EXPLORE THE MATERIAL:
a) In the oil palm fatty acid excerpt, how many candidate genes were identified in the flanking regions of the significant SNP markers?
b) Carry on the oil palm fatty acid excerpt from its final sentence.
(EXCERPT Opens)
Of the 62 SNP markers significantly associated with fatty acid content, 6 were located in different LD blocks (r2 > 0.6), while the other SNP markers were not located in defined LD blocks. A total of 223 candidate genes were identified in the flanking regions of SNP markers that were significantly associated with different fatty acid contents (Supplementary Table 2). Based on GO annotation results, one candidate gene was involved in fatty acid biosynthesis: an acyl-ACP thioesterase B gene (FatB, involved in the termination of the fatty acid chain).

Candidate Gene Expression in Different Oil Palm Tissues

The expression levels of candidate genes in fatty acid biosynthesis and metabolism pathways in different tissues and at different mesocarp developmental stages were estimated using RPKM values based on the method of Mortazavi et al. (2008). One candidate gene involved in fatty acid biosynthesis and metabolism was identified based on GO annotation results, and this gene showed higher expression levels in the mesocarp tissues than in other tissue types (Figure 5A). The RPKM values for this gene were 41.8 and 37.9 at 10 and 15 weeks post-anthesis.


Figure 5 Expression of EgFatB2 in different tissues (A) and in individuals with differing palmitic acid content (B).

One FatB gene was detected as near to one significant SNP (EgChr7, 1731788). FatB genes have been reported to catalyze the termination of saturated fatty acyl-ACP. Interestingly, the expression level of EgFatB1 was generally higher in the mesocarp than in the kernel, especially at 10 and 15 weeks post-anthesis.

Candidate Gene Expression Profiles in Different Oil Palm Individuals

In order to analyze the expression levels of candidate genes in different oil palm individuals with different fatty acid contents, we performed RNA-Seq on eight oil palm individuals. Four oil palm individuals were chosen on the basis of higher palmitic acid content (45.8%, 43.6%, 43.9%, and 41.3%) and showed FatB gene RPKM values of 52.8, 133.6, 3.45, and 49.9, respectively (Figure 5B). Four additional oil palm individuals were chosen on the basis of lower palmitic acid content (37.1%, 32.5%, 33.1%, and 30.3%) and showed FatB gene RPKM values of 37.1, 12.2, 29.9, and 11.6, respectively. The average expression level of FatB in oil palm individuals with higher palmitic acid content was two-fold higher than that of individuals with lower palmitic acid content.
(EXCERPT Closes)
(EXERCISE DATA Opens)
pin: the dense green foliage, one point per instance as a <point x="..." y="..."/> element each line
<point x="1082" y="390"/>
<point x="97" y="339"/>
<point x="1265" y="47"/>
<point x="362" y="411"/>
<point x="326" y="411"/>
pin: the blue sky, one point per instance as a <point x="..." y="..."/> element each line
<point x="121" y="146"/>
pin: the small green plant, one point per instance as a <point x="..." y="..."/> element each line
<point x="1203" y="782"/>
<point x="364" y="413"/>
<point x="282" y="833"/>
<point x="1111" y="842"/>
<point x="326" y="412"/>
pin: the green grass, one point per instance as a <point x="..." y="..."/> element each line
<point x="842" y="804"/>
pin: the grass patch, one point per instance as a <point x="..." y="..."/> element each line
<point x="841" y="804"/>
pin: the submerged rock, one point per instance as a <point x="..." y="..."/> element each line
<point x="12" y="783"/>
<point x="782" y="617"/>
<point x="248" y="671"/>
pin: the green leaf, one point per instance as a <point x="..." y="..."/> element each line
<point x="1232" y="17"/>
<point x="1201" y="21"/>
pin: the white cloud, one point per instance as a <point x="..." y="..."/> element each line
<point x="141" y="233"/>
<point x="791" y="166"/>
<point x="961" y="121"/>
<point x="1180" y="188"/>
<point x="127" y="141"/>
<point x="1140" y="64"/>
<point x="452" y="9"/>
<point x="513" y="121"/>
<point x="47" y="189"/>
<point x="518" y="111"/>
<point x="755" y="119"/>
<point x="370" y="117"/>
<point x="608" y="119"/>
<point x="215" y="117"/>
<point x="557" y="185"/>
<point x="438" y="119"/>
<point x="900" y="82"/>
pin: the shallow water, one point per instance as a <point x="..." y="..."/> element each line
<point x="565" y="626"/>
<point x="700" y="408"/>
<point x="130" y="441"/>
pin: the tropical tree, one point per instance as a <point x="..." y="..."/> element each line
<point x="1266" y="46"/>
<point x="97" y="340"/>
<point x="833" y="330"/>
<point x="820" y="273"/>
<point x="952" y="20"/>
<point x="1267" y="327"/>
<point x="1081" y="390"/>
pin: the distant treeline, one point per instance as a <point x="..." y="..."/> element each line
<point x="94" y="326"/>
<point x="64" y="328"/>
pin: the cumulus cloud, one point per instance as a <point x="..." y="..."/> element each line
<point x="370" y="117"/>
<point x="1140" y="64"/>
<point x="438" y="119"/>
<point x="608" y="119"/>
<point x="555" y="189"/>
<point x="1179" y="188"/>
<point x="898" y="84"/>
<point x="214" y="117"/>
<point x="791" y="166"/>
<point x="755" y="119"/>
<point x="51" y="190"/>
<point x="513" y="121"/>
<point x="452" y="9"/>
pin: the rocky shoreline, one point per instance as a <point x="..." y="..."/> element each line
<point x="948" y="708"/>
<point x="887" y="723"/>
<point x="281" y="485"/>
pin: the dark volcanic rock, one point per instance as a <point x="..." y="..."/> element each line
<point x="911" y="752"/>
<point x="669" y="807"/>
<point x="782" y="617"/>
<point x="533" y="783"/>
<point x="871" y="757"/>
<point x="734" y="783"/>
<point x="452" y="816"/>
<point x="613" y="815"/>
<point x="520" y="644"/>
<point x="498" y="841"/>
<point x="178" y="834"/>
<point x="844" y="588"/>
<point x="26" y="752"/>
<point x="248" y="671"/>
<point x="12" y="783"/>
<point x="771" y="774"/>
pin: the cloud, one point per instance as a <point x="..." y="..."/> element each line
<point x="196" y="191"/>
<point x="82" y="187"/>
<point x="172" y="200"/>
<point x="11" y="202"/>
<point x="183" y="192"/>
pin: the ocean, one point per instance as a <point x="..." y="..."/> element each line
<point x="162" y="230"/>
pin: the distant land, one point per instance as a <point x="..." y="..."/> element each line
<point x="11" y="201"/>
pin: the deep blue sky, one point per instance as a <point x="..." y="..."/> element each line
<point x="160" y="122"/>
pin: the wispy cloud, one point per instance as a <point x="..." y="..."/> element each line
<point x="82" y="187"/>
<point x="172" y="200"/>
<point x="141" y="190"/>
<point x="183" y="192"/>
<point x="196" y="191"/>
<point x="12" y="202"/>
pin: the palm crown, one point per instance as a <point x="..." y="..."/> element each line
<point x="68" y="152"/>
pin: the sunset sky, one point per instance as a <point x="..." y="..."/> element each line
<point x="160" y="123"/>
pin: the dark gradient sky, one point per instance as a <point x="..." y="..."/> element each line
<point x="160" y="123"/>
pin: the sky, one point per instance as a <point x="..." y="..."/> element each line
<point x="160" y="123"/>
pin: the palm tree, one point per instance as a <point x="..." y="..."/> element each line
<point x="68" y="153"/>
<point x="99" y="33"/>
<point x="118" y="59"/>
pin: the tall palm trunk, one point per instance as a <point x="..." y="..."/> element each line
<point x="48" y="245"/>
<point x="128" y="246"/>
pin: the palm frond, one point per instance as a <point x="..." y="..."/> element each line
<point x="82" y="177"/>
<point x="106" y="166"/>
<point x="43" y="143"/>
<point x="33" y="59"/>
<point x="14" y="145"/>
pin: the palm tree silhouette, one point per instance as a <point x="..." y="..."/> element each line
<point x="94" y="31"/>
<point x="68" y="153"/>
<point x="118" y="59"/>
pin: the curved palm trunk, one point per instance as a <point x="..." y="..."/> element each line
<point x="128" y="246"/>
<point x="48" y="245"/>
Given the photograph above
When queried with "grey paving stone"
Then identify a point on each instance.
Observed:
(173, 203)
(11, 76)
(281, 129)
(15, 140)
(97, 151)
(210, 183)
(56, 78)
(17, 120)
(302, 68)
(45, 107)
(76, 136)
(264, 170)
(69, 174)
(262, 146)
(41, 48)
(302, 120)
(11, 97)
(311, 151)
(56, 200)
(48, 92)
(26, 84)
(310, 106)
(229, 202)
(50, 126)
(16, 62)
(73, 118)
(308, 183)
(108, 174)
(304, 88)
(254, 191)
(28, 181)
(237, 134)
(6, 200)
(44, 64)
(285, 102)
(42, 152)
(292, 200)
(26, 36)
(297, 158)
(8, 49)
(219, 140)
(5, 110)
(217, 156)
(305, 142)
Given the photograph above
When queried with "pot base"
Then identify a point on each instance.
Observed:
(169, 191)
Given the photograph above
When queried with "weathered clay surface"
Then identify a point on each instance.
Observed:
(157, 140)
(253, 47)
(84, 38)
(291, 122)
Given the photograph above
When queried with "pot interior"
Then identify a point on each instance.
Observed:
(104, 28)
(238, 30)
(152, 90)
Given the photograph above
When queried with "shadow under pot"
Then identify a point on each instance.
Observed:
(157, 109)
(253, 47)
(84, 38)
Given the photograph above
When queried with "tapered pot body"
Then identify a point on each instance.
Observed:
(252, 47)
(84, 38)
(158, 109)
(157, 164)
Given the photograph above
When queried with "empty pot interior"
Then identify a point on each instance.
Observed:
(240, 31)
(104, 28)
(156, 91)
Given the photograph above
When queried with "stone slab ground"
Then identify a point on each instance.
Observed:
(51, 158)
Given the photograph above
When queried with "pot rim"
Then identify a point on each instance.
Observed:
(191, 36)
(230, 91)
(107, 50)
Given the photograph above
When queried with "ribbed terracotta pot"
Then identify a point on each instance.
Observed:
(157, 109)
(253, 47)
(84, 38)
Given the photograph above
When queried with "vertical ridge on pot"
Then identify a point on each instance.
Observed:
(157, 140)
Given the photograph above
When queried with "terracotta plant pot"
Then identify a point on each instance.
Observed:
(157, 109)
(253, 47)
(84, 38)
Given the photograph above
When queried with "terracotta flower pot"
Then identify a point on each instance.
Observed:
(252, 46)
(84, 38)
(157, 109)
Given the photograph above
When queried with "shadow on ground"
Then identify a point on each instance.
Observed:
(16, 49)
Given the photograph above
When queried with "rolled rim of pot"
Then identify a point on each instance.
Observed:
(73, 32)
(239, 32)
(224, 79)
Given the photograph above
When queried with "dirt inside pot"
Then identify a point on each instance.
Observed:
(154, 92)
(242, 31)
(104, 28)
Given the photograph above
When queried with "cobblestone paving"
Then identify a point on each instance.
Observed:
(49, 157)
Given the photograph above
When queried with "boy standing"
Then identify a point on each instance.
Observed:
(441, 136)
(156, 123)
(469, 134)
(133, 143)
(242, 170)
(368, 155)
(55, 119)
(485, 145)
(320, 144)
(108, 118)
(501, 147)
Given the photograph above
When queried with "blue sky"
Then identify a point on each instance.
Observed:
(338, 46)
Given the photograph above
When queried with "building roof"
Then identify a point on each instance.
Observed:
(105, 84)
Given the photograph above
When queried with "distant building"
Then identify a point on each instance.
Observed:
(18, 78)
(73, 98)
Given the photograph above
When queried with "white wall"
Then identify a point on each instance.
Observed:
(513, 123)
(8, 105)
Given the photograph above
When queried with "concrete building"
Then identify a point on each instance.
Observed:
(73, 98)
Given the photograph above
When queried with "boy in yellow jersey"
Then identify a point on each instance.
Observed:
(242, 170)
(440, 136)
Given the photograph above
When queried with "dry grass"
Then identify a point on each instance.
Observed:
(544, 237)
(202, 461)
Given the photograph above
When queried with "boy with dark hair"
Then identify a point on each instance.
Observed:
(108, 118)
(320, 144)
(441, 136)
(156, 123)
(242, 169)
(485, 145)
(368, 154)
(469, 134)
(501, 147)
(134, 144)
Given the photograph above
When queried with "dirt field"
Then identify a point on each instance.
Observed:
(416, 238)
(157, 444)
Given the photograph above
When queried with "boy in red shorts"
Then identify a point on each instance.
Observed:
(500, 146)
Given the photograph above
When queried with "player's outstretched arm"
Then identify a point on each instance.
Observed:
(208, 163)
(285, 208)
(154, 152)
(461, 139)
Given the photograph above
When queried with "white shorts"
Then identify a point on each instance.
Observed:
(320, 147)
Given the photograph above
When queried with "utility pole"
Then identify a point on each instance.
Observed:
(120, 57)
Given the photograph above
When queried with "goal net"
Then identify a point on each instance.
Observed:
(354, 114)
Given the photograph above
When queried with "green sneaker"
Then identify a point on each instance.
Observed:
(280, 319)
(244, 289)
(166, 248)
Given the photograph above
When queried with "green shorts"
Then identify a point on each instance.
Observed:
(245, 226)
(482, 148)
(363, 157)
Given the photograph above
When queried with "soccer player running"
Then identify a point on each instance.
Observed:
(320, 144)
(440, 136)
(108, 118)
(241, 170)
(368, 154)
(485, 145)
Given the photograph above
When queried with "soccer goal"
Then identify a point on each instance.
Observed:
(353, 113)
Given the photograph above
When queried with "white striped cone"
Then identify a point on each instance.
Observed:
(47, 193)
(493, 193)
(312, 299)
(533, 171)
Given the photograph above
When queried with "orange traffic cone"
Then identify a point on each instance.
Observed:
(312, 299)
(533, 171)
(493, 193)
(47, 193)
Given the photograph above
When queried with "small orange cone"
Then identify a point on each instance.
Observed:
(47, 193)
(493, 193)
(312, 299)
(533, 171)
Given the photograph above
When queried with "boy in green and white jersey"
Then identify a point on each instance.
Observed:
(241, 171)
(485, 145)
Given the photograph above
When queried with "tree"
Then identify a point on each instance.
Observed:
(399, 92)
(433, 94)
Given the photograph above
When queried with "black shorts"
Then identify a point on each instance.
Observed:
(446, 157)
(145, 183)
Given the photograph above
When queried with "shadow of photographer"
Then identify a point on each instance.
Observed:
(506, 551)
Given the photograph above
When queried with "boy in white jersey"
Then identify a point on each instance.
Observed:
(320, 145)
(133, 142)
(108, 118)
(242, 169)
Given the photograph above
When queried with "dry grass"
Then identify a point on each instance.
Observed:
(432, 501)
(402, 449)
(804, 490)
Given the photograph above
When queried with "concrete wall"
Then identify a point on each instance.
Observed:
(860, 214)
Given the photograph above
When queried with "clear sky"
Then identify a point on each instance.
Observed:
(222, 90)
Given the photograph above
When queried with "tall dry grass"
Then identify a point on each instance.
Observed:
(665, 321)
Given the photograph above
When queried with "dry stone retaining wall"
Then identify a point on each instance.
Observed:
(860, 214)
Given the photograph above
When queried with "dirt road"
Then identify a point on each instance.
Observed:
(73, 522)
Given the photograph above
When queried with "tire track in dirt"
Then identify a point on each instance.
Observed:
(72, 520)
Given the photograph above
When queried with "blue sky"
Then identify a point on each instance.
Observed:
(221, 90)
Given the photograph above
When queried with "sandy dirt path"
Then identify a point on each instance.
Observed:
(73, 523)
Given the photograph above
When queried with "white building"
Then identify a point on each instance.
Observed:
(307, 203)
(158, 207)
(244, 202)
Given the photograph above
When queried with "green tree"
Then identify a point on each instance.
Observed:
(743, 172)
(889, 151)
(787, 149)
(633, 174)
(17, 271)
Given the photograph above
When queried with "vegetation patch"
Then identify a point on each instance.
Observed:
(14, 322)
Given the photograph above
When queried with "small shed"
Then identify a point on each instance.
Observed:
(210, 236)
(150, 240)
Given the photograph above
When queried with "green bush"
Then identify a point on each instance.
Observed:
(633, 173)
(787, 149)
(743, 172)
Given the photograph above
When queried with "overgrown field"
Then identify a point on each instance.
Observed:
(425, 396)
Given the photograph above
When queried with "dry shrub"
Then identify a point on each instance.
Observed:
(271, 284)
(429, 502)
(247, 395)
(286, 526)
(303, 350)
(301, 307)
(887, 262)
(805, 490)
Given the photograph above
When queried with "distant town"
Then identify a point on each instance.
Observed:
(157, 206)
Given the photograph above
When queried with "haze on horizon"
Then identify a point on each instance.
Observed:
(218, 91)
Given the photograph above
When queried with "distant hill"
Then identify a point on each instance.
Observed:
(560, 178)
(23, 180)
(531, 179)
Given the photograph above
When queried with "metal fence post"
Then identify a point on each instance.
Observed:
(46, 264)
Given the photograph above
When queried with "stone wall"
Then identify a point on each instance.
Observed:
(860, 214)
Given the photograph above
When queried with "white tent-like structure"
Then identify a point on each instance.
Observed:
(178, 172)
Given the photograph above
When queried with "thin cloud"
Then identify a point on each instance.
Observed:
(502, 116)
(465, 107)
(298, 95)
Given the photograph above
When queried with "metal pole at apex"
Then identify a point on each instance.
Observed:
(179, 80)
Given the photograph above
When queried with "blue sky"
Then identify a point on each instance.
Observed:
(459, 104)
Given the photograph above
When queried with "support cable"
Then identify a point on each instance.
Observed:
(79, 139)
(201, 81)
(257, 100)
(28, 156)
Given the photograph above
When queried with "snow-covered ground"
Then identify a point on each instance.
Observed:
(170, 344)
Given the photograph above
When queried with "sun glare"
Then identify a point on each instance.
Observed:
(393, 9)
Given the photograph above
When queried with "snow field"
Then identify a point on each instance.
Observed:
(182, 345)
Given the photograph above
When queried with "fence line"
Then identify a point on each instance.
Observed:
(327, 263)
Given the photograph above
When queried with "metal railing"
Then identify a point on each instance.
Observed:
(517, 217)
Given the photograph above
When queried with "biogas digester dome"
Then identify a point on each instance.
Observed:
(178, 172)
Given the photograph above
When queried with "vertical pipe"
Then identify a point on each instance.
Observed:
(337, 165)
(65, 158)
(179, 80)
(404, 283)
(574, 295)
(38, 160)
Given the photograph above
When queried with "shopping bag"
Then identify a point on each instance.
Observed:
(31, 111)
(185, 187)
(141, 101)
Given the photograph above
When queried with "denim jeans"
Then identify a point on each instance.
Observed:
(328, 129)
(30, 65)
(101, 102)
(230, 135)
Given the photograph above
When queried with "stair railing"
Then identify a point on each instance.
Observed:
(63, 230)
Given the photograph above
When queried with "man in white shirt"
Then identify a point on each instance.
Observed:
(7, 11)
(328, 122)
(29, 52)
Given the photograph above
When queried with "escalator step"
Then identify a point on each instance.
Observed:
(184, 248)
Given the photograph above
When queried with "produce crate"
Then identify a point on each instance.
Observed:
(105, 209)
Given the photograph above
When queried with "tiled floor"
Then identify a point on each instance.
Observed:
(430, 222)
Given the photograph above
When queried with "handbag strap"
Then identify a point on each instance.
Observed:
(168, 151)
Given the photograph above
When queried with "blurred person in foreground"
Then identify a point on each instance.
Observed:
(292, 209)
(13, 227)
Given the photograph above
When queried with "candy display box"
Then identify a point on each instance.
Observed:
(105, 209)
(EXERCISE DATA Closes)
ANSWERS BY ITEM:
a) 223

b)
Functional Validation of Egfatb1

The full length coding sequence of EgFatB1 was cloned and inserted into the pBinGlyRed3 vector. Genes inserted into this vector are promoted by a 35S promoter and in the same frame as the red autofluorescence reporter gene (DsRed3). The EgFatB1 over-expression plasmid was transformed into Arabidopsis. Positive transformants were screened in the T1 generation by detection of red autofluorescence in the seeds and by PCR validation. Positive transgenic plants in the T2 generation were investigated for fatty acid contents. Transgenic plants with over-expressed EgFatB1 increased the palmitic acid and stearic acid content but decreased the oleic acid and linoleic acid content in the seeds (Figure 6).


Figure 6 Fatty acid composition in transgenic 35S:EgFatB1 and wild-type A. thaliana. The X axis represented fatty acid content and the Y axis represented the fatty acid components..


Oil palm (E. guineensis) is an important crop for human nutrition, with tens of millions of tonnes of palm oil consumed every year. Although breeding could potentially improve the nutritional value of palm oil for human consumption (e.g. by lowering the saturated fat content), breeding is hindered by the lack of genetic and genomic resources available for this crop. Using SLAF-seq technology, we genotyped a diversity panel of 200 oil palm individuals from four countries to obtain 1.2 million genome-wide SNPs (Xia et al., 2019). We associated these SNPs with fatty acid content and identified dozens of candidate genes involved in fatty acid biosynthesis and metabolism pathways. One gene, EgFatB1, which was highly and specifically expressed in the mesocarp, was validated using Arabidopsis transformation: over-expression of EgFatB1 resulted in increased saturated fat content in Arabidopsis seeds.

Oil palm (E. guineensis) originated from West and Southwest Africa, especially in the area between Angola and Gambia. Oil palm is well-known for its highest oil yield per unit area. Palm oil is an edible vegetable oil and derived from the mesocarp (reddish pulp) of the oil palm fruit. Along with coconut oil, palm oil is semi-solid at room temperature due to a high content of saturated fatty acid, especially palmitic acid (C16:0), which accounts for approximately 50% of palm oil fatty acid content. However, how fatty acid composition varies in different oil palm germplasm is unknown. In this study, we investigated the variation of fatty acid composition among 200 oil palm individuals. A large variation in fatty acid composition was detected between these oil palm individuals. Our study identified useful oil palm germplasm for improving fatty acid composition, especially for decreasing palmitic acid content (lowest value: 31.3%) and increasing oleic acid content (highest value: 50.1%).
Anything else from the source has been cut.